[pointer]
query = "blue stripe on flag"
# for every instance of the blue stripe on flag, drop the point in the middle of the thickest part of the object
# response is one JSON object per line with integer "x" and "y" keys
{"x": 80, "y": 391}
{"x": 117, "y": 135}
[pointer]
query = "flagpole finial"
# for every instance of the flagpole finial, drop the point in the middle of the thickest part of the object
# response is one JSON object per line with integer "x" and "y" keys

━━━

### Short task
Reproduce every line of the records above, requests included, with each x and y coordinate in the answers multiplied by 1.4 and rounded to the nearest whole number, halves rounding up.

### Full response
[pointer]
query = "blue stripe on flag"
# for every instance of the blue stripe on flag, drop the point in the middle of the thickest part of the object
# response is one JSON object per line with integer "x" and "y" keys
{"x": 112, "y": 547}
{"x": 164, "y": 189}
[pointer]
query = "flagpole finial"
# for every instance of the flagpole finial, drop the point in the middle of the thickest part of the object
# response is one JSON object per line with integer "x" and "y" keys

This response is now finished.